■ **Document**:
'''

Speculative Decoding — Model Optimization for Local Inference (Chapter 7)

Standard autoregressive decoding generates one token at a time, executing the full model for each step. This sequential nature limits parallelism—the entire 70B parameter model runs to produce a single token. Speculative decoding breaks this bottleneck using a small "draft" model to generate candidates, then verifying multiple candidates in parallel using the larger "target" model.

The algorithm:

Draft model generates k candidate tokens (typically 4-8)
Target model evaluates all k candidates in a single forward pass
Accepted tokens proceed; rejected tokens trigger resampling

import torch
from transformers import AutoModelForCausalLM, AutoTokenizer

class SpeculativeDecoder:
    def __init__(self, target_model, draft_model, draft_tokens=4):
        self.target = target_model
        self.draft = draft_model
        self.draft_tokens = draft_tokens
    
    def decode(self, input_ids, max_new_tokens):
        generated = input_ids.clone()
        
        while len(generated[0]) < max_new_tokens:
            # Draft model generates candidates
            draft_input = generated
            with torch.no_grad():
                draft_output = self.draft(draft_input)
                draft_probs = torch.softmax(draft_output.logits[:, -1], dim=-1)
                draft_tokens = torch.multinomial(
                    draft_probs, 
                    num_samples=self.draft_tokens
                ).squeeze(-1)
            
            # Target model evaluates candidates
            target_input = torch.cat([generated, draft_tokens.unsqueeze(0).T], dim=-1)
            with torch.no_grad():
                target_output = self.target(target_input)
                target_probs = torch.softmax(target_output.logits, dim=-1)
            
            # Accept/reject tokens
            for i in range(self.draft_tokens):
                target_prob = target_probs[0, len(generated) + i, draft_tokens[0, i]]
                threshold = torch.rand(1).item()
                if target_prob.item() > threshold:
                    generated = torch.cat([generated, draft_tokens[0, i:i+1].unsqueeze(0)], dim=-1)
                else:
                    # Resample from target distribution
                    new_token = torch.multinomial(target_probs[0, len(generated) - 1], 1)
                    generated = torch.cat([generated, new_token], dim=-1)
                    break
            
            if len(generated[0]) >= max_new_tokens:
                break
        
        return generated

Speedup depends on the draft model's accuracy. A draft matching the target distribution exactly yields k× speedup. A draft matching 70% yields approximately 3× speedup on 4-token speculation.

Draft model selection criteria:

Smaller than target: 1-7B parameters
Similar architecture to target: enables KV cache sharing
High baseline capability: bad drafts reduce acceptance rate
Fast sampling: speculative overhead must not exceed parallelization gains

For Llama-family targets, Llama-7B works well as draft for Llama-2-70B. For coding models, CodeLlama-7B-Python drafts for CodeLlama-70B.

# Optimal configuration for 70B + 7B speculative decoding
decoder = SpeculativeDecoder(
    target_model=AutoModelForCausalLM.from_pretrained(
        "meta-llama/Llama-2-70b-hf",
        torch_dtype=torch.float16,
        device_map="auto"
    ),
    draft_model=AutoModelForCausalLM.from_pretrained(
        "meta-llama/Llama-2-7b-hf",
        device_map="auto"
    ),
    draft_tokens=4
)

Failure mode: Draft models with different tokenizers cause acceptance rate to collapse. Ensure tokenizer compatibility or use a shared tokenizer.

# Verify tokenizer compatibility
assert target_model.config.vocab_size == draft_model.config.vocab_size
assert target_tokenizer.get_vocab() == draft_tokenizer.get_vocab()

'''

■ **Stored data**:
'''

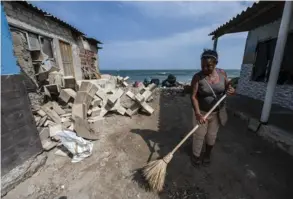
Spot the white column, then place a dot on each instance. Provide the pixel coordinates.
(277, 61)
(215, 43)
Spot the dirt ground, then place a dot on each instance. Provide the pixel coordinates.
(243, 165)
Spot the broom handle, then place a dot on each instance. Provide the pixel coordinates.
(196, 127)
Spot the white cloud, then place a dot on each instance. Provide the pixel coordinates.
(216, 10)
(178, 50)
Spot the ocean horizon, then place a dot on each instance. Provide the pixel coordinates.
(182, 75)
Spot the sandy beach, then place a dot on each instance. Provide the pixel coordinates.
(244, 166)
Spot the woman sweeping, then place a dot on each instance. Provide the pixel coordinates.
(208, 86)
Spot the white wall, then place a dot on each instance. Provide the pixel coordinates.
(283, 93)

'''

■ **List of tasks**:
(A) Answer these questions from the speculative decoding chapter:
(i) How many candidate tokens does the draft model typically generate?
(ii) What speedup does a draft that matches the target distribution 70% of the time yield on 4-token speculation?
(iii) What makes the acceptance rate collapse?
(B) Transcribe the part of the speculative decoding chapter that begins at the words "if target_prob.item() >" and stops after "len(generated) - 1], 1)".
The rows come from a separate source.

■ **Solutions to the problems**:
(A)
(i) 4-8 candidate tokens.
(ii) Approximately 3×.
(iii) Draft models with different tokenizers.

(B)
if target_prob.item() > threshold:
                    generated = torch.cat([generated, draft_tokens[0, i:i+1].unsqueeze(0)], dim=-1)
                else:
                    # Resample from target distribution
                    new_token = torch.multinomial(target_probs[0, len(generated) - 1], 1)